● **Ausgewählter Textauszug**:
========================

Ungebremst durchs Bildungsraster
In meinem Job als Sozialpädagoge in der Familienhilfe habe ich nicht nur unzählige verschiedene Familien und Kinder kennengelernt, sondern auch massig verschiedene Schulformen. Neben den Klassikern Gymnasium, Real- und Hauptschule findet man auch Förderzentren jeglicher Art, Schulen nach Montessori-Konzept oder auch die kritisch beäugten Waldorfschulen. Auf den ersten Blick sieht das nach einer ziemlichen Fülle an Angeboten aus. Die Idee, dass für jeden etwas dabei sein muss, liegt nahe.

========================

● **Bereitgestellte Daten**:

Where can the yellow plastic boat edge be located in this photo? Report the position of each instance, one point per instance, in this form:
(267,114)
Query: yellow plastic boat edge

========================

● **Teile der Übung**:
A – Welche Schulformen nennt der Textauszug über die Vielfalt der Schulformen als Klassiker?
B – Greifen Sie den Textauszug über die Vielfalt der Schulformen nach seinem letzten Satz wieder auf und führen Sie ihn weiter.

● **Lösungen der Aufgaben**:
A – Gymnasium, Realschule und Hauptschule.

B –
Ich habe relativ schnell den Eindruck gewonnen, dass das nicht der Fall ist. So unterschiedlich sind diese Schulen nämlich gar nicht. All diese Schulen unterliegen derselben Idee: einem zentralen Bildungsstandard. Wenn Dich irgendwer mit einer Lernschwäche abstempelt, dann wirst Du auf eine Schule verfrachtet, die niedriger ansetzt. Du wirst im wahrsten Sinne des Wortes schulisch herabgestuft. Du wirst dazu verurteilt, mit geringeren Chancen als deine Mitbürger in Dein späteres Erwachsenenleben zu starten, weil Dein Abschluss weniger wert ist. Du wirst immer aus derselben Perspektive beurteilt und wenn Du dem Leistungsdruck nicht standhalten kannst, dann hast Du eben Pech gehabt. Dass Du vielleicht ganz andere Talente und Ressourcen hast, ist völlig irrelevant. Auf der deutschen Bildungscheckliste ist neben Mathe, Deutsch und Fremdsprache nämlich keinen Platz mehr. Wer hat das Recht, zu beurteilen, dass Algebra mehr wert ist als ein handwerkliches Talent? Wieso ist der Blick immer Richtung Abitur gerichtet und alles darunter ist eine Enttäuschung?
Nach gleichen Chancen für alle hört sich das für mich nicht an.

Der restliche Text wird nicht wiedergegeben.